Texte source:
--*--

Sur l’Iran et l’arrivée au pouvoir des ayatollahs, Jean Birnbaum utilise principalement les analyses de Michel Foucault, qui s’était rendu sur place à la fin de 1978, et les réhabilite, y percevant une vision pertinente et critique du retour du religieux, d’une « spiritualité politique », selon lui13. Sa mise en cause de la tendance à plaquer sur les événements persans une grille de lecture trop occidentale, tributaire des révolutions antérieures, aurait par contre été plus efficiente si appuyée sur des exemples précis d’analystes contemporains. Surtout, ce qui manque à ce chapitre, de nouveau, c’est une mise en perspective suffisamment ample, permettant d’apporter des explications sur l’essor de l’islamisme, puisque Jean Birnbaum réfute l’idée selon laquelle les masses populaires se tournent vers l’islam « faute de mieux » (p. 109).

--*--

Données fournies:
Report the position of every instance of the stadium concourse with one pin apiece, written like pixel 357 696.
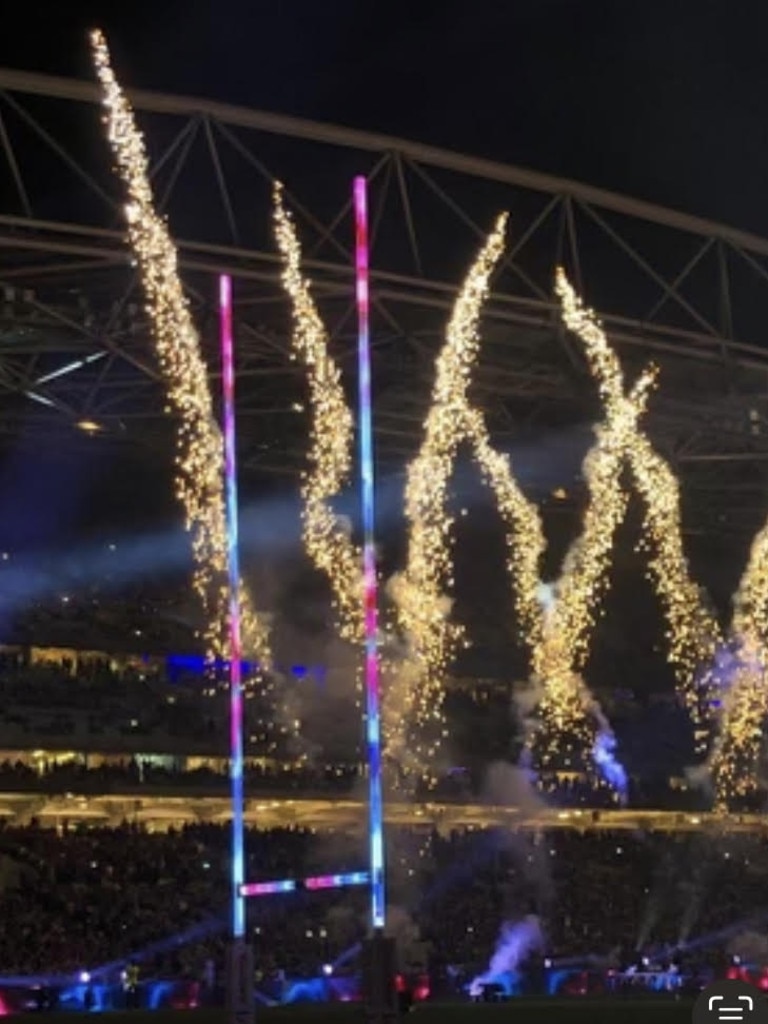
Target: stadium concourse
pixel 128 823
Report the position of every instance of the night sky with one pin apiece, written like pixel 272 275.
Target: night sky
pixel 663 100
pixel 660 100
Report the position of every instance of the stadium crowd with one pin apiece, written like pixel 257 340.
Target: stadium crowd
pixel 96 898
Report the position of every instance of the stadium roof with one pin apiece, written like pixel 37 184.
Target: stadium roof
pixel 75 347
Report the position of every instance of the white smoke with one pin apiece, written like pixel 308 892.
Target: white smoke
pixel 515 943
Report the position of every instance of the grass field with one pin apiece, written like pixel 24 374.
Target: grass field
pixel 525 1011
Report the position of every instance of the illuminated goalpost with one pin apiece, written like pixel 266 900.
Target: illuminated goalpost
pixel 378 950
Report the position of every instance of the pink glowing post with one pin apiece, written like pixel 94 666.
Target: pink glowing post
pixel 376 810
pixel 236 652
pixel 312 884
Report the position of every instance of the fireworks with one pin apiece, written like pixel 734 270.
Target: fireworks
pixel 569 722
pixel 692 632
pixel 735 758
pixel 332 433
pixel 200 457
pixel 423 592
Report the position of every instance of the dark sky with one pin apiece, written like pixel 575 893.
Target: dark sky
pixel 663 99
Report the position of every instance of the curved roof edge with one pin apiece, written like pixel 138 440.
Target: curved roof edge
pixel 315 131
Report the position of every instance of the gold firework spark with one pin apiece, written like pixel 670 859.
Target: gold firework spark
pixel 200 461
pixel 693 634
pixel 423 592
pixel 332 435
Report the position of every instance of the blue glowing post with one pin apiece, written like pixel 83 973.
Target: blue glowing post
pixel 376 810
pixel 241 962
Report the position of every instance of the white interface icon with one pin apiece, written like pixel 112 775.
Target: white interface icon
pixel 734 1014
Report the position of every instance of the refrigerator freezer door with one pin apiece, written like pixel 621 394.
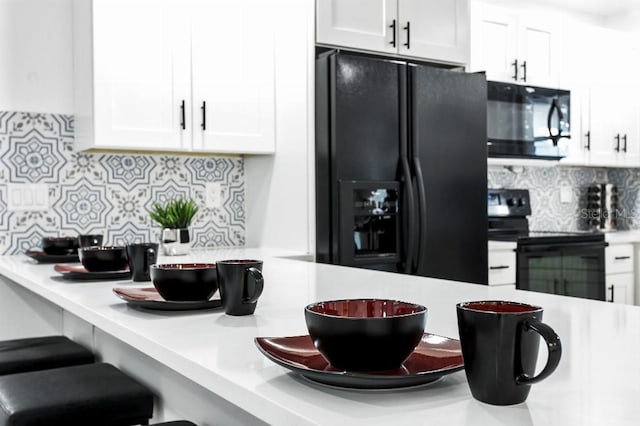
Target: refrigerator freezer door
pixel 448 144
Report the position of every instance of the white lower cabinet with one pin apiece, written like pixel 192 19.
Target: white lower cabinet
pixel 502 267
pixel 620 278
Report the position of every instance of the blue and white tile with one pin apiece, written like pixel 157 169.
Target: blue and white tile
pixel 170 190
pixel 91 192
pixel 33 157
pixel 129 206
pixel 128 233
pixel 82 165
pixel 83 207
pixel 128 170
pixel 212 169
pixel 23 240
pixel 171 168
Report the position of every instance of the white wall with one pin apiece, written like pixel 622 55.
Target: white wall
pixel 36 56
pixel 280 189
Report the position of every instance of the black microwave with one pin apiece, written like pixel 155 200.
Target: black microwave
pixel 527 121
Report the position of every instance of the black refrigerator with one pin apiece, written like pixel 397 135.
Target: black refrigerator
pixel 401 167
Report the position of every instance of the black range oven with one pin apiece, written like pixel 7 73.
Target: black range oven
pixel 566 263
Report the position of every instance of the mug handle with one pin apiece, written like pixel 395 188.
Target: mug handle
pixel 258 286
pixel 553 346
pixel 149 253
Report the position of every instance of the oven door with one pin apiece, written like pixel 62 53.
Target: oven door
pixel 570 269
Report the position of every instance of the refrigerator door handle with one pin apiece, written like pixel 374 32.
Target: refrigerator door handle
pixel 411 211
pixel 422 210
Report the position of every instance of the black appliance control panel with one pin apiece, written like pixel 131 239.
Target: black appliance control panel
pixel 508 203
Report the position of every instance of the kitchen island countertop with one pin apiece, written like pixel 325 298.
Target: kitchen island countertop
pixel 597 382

--*--

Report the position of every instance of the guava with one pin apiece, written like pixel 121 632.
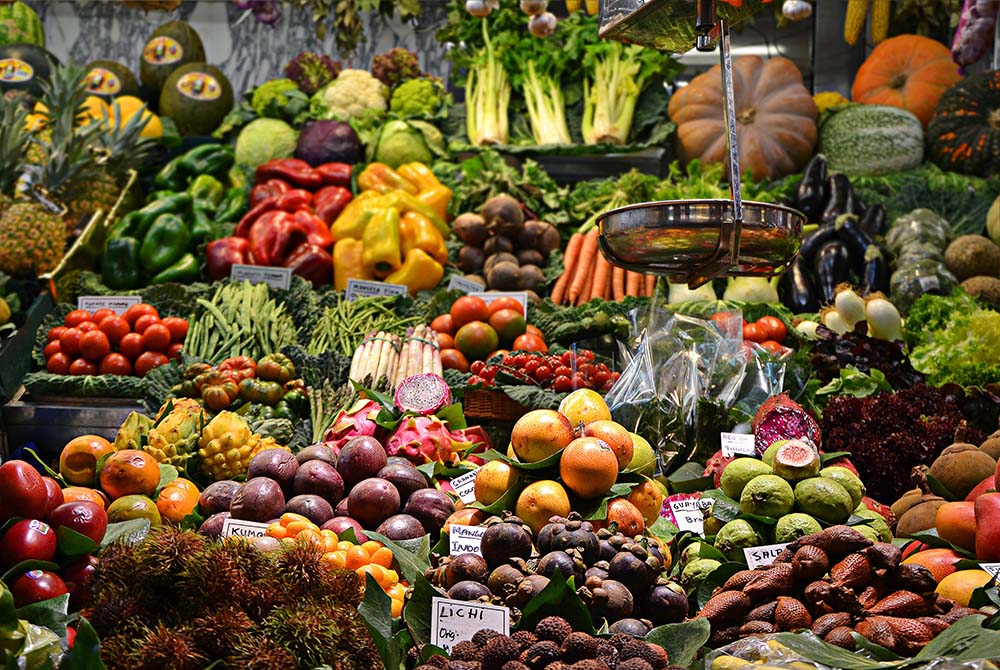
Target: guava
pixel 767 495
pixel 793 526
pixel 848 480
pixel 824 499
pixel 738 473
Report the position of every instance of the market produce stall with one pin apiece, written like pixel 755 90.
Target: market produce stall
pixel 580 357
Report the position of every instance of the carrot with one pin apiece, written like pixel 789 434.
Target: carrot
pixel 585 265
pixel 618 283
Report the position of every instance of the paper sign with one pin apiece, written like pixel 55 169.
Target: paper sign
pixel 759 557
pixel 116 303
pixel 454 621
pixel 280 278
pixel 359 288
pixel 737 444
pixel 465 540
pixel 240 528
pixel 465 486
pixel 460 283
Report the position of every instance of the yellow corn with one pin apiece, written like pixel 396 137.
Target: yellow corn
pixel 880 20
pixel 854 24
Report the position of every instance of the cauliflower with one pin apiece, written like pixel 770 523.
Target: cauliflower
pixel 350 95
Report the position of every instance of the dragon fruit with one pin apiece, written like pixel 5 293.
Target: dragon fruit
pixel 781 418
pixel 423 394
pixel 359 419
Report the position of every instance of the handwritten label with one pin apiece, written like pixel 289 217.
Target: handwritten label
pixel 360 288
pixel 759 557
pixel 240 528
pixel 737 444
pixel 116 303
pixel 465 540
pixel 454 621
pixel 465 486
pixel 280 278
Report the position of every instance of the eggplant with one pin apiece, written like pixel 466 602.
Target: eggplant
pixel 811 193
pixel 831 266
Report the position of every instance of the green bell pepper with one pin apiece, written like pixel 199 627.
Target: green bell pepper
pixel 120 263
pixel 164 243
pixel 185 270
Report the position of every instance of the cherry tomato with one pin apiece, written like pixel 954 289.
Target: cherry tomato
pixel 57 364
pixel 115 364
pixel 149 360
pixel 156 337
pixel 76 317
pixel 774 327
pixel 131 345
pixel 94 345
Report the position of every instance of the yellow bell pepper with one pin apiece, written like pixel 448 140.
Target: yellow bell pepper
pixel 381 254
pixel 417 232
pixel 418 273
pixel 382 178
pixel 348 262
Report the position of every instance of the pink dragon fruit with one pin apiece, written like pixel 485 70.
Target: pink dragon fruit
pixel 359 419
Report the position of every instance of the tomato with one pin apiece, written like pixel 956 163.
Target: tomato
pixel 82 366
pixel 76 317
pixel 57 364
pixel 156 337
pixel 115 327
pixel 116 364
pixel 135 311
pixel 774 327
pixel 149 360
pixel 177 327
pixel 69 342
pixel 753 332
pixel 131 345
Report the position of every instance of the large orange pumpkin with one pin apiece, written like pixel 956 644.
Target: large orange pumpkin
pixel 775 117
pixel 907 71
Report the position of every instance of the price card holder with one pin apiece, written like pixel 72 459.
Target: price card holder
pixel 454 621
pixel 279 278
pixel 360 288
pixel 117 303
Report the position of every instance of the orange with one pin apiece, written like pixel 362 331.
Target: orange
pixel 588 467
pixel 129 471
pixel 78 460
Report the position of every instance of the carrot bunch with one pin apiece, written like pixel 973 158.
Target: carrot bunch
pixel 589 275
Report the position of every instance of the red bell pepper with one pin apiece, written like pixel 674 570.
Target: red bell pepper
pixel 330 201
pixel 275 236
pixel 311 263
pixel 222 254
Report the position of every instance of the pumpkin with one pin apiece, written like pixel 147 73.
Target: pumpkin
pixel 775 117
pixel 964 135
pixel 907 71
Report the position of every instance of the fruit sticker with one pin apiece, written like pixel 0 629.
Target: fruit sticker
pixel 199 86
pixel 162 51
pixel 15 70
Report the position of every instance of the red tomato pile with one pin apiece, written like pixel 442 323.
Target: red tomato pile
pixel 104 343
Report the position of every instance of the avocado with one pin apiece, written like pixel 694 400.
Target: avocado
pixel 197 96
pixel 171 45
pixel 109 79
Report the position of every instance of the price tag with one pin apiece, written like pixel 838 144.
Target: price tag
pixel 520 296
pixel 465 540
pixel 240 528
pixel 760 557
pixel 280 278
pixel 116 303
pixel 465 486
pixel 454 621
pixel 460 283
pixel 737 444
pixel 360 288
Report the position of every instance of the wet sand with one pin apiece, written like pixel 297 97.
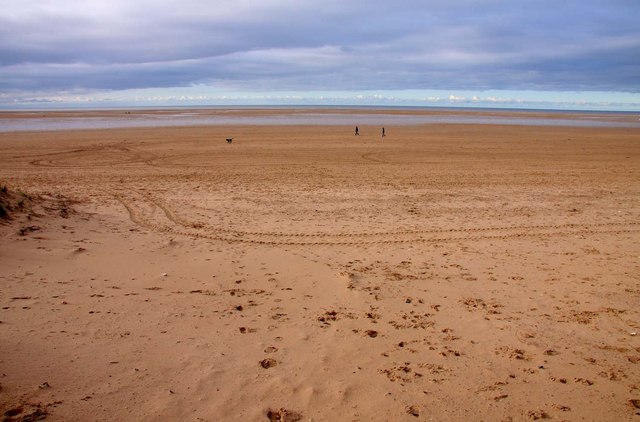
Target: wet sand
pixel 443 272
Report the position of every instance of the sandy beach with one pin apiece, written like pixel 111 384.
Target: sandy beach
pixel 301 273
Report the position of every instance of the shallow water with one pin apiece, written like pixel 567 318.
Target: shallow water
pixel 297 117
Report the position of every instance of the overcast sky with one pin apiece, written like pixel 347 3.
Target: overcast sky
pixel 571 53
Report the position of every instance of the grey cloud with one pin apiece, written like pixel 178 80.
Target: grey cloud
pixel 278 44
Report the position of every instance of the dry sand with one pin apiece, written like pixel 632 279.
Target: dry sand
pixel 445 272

--*--

Consigne:
Répondez brièvement à ces questions sur l'extrait consacré à l'Iran.
(a) Sur les analyses de quel penseur Jean Birnbaum s'appuie-t-il principalement ?
(b) Selon l'extrait, qu'est-ce qui manque de nouveau à ce chapitre ?
(c) Quelle idée Jean Birnbaum réfute-t-il à la page 109 ?

Réponse attendue:
(a) Sur celles de Michel Foucault.
(b) Il manque une mise en perspective suffisamment ample, qui permettrait d'expliquer l'essor de l'islamisme.
(c) Il réfute l'idée selon laquelle les masses populaires se tournent vers l'islam « faute de mieux ».